Required action: Go through the records below and copy out every line that contains the word "slip".
- - - - -
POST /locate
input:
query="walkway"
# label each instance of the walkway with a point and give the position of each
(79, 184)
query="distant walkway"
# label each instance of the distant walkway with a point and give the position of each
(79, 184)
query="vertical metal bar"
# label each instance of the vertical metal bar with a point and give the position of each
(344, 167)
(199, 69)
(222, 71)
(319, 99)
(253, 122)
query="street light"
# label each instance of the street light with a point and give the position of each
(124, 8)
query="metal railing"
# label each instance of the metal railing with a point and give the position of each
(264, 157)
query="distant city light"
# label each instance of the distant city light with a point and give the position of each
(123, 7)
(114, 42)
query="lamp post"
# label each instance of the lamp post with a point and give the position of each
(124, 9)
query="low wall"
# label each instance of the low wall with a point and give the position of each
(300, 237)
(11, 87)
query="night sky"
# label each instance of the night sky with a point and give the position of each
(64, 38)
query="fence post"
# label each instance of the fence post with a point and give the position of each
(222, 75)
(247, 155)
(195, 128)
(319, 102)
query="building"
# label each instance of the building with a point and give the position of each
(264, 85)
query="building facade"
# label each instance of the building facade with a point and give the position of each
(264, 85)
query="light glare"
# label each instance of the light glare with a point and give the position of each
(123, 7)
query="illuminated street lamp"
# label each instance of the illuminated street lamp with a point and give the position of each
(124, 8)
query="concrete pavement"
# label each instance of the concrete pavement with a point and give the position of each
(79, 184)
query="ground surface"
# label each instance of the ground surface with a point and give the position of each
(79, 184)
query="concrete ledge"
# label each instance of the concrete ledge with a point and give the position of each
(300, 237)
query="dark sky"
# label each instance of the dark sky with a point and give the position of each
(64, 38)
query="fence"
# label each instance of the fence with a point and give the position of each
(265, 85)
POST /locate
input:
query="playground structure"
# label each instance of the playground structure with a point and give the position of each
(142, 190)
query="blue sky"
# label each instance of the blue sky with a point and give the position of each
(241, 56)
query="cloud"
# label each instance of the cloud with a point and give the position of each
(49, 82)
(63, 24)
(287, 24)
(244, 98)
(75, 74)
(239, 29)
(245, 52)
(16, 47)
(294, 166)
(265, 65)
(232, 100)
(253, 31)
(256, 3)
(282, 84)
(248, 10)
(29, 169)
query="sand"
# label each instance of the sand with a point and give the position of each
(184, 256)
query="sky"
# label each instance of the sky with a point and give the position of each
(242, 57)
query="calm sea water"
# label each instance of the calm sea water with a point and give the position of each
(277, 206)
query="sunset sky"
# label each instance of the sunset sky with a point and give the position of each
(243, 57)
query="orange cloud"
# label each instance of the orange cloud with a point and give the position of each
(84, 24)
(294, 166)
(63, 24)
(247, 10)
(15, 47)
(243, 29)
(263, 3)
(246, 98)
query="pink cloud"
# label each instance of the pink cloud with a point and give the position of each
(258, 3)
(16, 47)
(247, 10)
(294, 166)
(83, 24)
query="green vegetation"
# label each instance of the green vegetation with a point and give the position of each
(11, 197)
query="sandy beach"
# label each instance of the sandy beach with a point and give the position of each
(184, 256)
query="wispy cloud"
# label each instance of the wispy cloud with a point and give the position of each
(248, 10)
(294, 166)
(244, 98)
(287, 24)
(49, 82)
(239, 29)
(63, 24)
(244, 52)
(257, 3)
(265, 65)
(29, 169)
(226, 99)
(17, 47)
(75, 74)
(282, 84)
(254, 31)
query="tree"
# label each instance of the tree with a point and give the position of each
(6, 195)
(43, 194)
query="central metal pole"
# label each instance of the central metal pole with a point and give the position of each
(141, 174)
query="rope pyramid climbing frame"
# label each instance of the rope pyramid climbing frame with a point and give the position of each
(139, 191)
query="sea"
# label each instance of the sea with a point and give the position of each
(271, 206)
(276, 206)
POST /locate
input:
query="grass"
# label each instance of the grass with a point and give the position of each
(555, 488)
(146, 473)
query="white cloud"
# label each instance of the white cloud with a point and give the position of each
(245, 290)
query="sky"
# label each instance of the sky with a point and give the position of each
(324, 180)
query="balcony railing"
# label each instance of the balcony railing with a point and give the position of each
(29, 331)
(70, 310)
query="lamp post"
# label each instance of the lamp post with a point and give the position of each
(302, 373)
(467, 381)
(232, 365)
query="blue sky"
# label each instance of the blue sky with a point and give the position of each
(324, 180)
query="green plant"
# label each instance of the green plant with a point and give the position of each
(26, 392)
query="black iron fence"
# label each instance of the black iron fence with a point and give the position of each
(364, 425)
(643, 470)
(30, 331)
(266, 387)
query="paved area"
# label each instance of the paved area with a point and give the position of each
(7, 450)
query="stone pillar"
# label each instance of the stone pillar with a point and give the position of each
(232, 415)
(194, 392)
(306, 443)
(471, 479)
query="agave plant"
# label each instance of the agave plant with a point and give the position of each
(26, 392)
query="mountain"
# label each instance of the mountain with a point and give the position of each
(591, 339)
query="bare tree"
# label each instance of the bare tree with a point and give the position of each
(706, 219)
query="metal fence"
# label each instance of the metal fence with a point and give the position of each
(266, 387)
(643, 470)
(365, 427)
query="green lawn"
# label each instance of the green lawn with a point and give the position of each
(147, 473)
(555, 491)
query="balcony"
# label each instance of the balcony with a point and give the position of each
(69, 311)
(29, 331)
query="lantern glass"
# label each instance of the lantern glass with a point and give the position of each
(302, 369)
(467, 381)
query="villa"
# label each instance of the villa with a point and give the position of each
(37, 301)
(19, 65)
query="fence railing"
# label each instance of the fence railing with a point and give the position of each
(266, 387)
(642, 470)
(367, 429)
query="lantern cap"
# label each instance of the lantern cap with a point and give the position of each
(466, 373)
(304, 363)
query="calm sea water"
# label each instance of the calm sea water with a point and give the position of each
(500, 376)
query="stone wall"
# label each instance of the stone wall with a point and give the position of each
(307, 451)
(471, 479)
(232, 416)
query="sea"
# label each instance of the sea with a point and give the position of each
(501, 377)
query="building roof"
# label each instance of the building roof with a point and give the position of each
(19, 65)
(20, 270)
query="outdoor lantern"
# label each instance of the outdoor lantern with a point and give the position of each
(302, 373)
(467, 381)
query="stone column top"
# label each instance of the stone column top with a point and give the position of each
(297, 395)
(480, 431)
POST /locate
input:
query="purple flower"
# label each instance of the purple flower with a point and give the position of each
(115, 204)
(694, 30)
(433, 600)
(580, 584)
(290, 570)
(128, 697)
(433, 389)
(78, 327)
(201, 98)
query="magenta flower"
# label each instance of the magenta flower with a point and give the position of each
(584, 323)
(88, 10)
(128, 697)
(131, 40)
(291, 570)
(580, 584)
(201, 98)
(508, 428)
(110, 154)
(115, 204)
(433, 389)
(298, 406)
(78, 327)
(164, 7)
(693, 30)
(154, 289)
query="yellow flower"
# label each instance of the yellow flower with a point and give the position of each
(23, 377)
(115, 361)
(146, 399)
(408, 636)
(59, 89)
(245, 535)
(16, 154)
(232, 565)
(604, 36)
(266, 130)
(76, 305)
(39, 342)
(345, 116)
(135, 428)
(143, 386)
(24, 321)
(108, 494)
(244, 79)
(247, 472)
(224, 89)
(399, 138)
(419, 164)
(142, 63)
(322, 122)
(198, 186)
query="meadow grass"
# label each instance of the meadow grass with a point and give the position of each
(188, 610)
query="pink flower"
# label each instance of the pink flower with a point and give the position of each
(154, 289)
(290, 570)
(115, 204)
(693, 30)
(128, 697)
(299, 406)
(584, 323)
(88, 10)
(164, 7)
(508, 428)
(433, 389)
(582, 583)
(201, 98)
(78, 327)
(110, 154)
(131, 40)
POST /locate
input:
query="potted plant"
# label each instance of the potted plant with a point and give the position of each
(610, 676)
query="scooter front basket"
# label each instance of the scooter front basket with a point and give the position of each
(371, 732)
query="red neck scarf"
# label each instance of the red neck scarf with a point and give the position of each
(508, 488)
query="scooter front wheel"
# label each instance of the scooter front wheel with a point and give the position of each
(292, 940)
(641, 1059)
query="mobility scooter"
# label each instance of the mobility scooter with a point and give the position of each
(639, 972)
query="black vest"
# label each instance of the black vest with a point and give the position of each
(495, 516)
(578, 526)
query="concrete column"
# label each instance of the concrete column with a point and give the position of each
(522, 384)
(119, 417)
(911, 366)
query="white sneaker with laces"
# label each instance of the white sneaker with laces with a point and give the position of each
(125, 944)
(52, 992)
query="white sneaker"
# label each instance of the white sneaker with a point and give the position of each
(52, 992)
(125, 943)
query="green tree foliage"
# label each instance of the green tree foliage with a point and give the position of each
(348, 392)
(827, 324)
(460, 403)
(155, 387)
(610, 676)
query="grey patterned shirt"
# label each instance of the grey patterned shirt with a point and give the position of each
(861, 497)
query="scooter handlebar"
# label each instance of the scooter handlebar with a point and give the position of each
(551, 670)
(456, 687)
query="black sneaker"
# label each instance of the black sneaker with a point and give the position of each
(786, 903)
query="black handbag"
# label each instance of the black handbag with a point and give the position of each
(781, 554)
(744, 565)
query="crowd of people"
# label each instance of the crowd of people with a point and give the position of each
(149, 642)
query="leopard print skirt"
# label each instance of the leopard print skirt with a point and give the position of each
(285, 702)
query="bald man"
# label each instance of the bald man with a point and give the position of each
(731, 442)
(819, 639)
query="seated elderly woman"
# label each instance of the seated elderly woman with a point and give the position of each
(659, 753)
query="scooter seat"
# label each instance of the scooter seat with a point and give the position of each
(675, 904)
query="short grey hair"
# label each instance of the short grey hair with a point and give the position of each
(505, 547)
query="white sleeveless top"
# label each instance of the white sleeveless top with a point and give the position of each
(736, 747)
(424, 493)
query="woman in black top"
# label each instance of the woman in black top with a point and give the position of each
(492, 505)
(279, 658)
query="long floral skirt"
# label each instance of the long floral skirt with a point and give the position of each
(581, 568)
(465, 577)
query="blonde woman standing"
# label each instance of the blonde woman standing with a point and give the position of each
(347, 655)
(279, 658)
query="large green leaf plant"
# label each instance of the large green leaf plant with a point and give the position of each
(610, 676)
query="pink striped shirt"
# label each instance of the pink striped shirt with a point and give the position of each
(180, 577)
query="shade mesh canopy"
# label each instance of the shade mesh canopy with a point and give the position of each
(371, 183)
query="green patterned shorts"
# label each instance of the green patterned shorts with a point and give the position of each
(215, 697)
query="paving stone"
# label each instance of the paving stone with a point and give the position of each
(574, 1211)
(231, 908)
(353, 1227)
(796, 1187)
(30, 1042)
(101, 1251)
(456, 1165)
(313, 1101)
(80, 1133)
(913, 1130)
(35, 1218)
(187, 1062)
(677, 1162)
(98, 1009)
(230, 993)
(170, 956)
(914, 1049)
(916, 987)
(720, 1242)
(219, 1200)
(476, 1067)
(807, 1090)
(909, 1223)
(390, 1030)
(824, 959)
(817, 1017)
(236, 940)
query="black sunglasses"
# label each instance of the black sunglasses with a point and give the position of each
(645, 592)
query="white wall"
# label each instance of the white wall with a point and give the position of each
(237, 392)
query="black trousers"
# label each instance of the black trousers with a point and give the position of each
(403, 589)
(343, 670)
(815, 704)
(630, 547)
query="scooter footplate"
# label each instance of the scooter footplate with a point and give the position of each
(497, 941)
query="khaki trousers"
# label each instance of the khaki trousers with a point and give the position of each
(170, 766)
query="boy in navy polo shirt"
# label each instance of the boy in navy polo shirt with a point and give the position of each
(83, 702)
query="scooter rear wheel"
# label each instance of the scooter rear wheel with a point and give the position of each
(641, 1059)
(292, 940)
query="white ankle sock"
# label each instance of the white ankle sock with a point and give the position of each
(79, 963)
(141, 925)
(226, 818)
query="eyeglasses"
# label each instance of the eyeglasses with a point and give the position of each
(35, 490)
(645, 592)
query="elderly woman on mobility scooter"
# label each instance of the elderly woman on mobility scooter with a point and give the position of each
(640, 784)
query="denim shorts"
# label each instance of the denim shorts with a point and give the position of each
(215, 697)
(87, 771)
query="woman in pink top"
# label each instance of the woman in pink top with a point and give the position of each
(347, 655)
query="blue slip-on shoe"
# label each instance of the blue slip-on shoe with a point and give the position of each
- - - - -
Exercise output:
query="blue slip-on shoe"
# label each instance of the blue slip-on shoe with a point and give the position of each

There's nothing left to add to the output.